(Data for this exercise)

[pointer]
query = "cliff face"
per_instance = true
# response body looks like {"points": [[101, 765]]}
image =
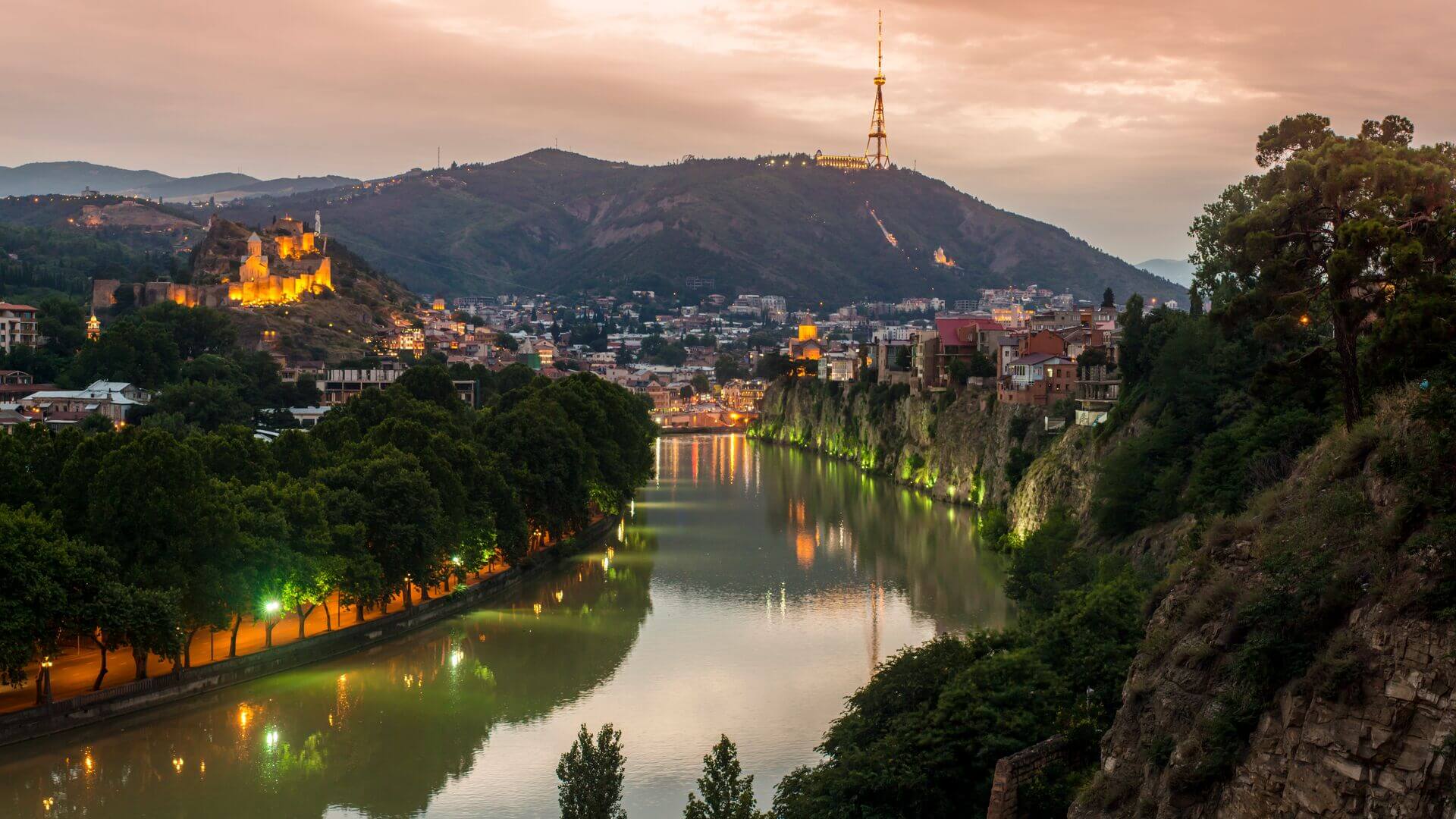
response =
{"points": [[954, 447], [1296, 667]]}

(End Data for this exercise)

» How to complete this task:
The records above should be written out in full and unchanged, except that pictures are dropped.

» Your response:
[pointer]
query = "cliff face"
per_instance = true
# response body looks like {"points": [[101, 765]]}
image =
response =
{"points": [[954, 447], [1296, 667]]}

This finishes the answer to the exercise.